__CONSIGNE 1__: Reproduisez tel quel le passage du texte sur Marx qui commence par les mots contenant "La plus importante" et se termine par "volumes du Capital.".
__CONSIGNE 2__: Dans le texte sur Marx, quels sont les trois pays où il fut réfugié politique ?
__CONSIGNE 3__: Réécrivez sous forme de liste le paragraphe du texte sur Marx qui commence par « S’il ne rencontra guère de succès », en conservant ses faits principaux.

__TEXTE DU DOCUMENT__:
▼▼▼

La plus importante de ses œuvres fut reçue dans l’indifférence de la critique et des lecteurs. Le premier volume du Capital, auquel il avait consacré cinq ans de sa vie, passa quasiment inaperçu et il ne s’en vendit, durant la vie de l’auteur, que quelques centaines d’exemplaires. Et Marx ne vécut pas assez longtemps pour voir publier les deux autres volumes du Capital.

S’il ne rencontra guère de succès dans l’écriture, il vécut dans un inconfort constant. Dès 1845, et pendant plus de vingt ans, il fut réfugié politique dans trois pays différents, la France, la Belgique et surtout le Royaume-Uni, avec sa femme, Jenny, et ses enfants. Durant son périple, Marx, qui disait lui-même ne pas être physiquement et psychiquement apte à un autre travail qu’intellectuel, fut acculé à mettre en gage la totalité de ses possessions, meubles et manteaux compris. Deux de ses enfants furent emportés par des maladies dues à la faim, à l’humidité, au froid. Lui-même souffrit de coliques hépatiques, de rhumatismes, de rages de dents et de migraines. Il écrivit une grande partie de ses livres debout parce que ses furoncles infectés ne lui permettaient pas de rester assis. Marx était un homme laid et on ne peut pas dire qu’il fut bon. Il partageait la majorité des préjugés raciaux et sexuels de son époque, et bien que d’origine juive, il n’hésitait pas à user d’insultes antisémites.

▲▲▲

__DONNÉES FOURNIES__:
▼▼▼

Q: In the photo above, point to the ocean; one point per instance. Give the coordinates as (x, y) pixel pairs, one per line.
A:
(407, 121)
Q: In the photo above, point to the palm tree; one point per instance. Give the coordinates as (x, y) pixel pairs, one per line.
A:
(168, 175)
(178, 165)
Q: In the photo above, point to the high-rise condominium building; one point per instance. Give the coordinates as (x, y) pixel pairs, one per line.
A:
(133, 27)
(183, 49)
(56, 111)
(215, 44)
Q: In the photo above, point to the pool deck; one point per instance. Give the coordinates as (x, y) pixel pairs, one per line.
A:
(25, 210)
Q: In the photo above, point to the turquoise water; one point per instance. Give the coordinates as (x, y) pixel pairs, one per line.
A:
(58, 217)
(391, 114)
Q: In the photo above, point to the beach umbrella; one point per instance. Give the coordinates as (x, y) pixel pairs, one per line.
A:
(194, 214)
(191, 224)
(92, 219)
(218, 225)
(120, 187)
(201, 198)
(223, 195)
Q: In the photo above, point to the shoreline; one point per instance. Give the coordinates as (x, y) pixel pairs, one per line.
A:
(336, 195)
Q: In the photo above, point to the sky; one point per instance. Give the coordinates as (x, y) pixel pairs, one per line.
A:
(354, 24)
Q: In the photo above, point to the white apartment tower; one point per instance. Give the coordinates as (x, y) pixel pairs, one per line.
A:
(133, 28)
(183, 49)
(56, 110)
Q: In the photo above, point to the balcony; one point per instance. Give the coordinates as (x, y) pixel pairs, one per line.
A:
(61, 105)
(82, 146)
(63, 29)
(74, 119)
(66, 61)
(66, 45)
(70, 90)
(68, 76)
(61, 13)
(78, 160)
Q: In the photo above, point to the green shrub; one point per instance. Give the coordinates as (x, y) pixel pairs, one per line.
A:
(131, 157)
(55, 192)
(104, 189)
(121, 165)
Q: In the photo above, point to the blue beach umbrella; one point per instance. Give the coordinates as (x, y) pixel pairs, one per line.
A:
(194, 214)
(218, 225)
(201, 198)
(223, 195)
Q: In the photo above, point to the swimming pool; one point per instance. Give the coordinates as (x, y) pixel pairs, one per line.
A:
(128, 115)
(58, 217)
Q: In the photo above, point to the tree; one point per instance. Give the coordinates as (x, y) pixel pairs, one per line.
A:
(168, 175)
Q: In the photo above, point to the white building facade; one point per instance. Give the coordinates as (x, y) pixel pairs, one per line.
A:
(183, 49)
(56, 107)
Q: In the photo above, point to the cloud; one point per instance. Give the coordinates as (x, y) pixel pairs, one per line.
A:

▲▲▲

__RÉPONSE 1__:
La plus importante de ses œuvres fut reçue dans l’indifférence de la critique et des lecteurs. Le premier volume du Capital, auquel il avait consacré cinq ans de sa vie, passa quasiment inaperçu et il ne s’en vendit, durant la vie de l’auteur, que quelques centaines d’exemplaires. Et Marx ne vécut pas assez longtemps pour voir publier les deux autres volumes du Capital.

__RÉPONSE 2__: La France, la Belgique et surtout le Royaume-Uni.

__RÉPONSE 3__:
- Marx vécut dans un inconfort constant.
- Dès 1845 et pendant plus de vingt ans, il fut réfugié politique en France, en Belgique et surtout au Royaume-Uni, avec sa femme Jenny et ses enfants.
- Se disant inapte à tout travail autre qu’intellectuel, il dut mettre en gage toutes ses possessions, meubles et manteaux compris.
- Deux de ses enfants moururent de maladies dues à la faim, à l’humidité et au froid.
- Il souffrit de coliques hépatiques, de rhumatismes, de rages de dents et de migraines.
- À cause de furoncles infectés, il écrivit une grande partie de ses livres debout.
- Il était laid et on ne peut pas dire qu’il fut bon.
- Il partageait la plupart des préjugés raciaux et sexuels de son époque et, bien que d’origine juive, usait d’insultes antisémites.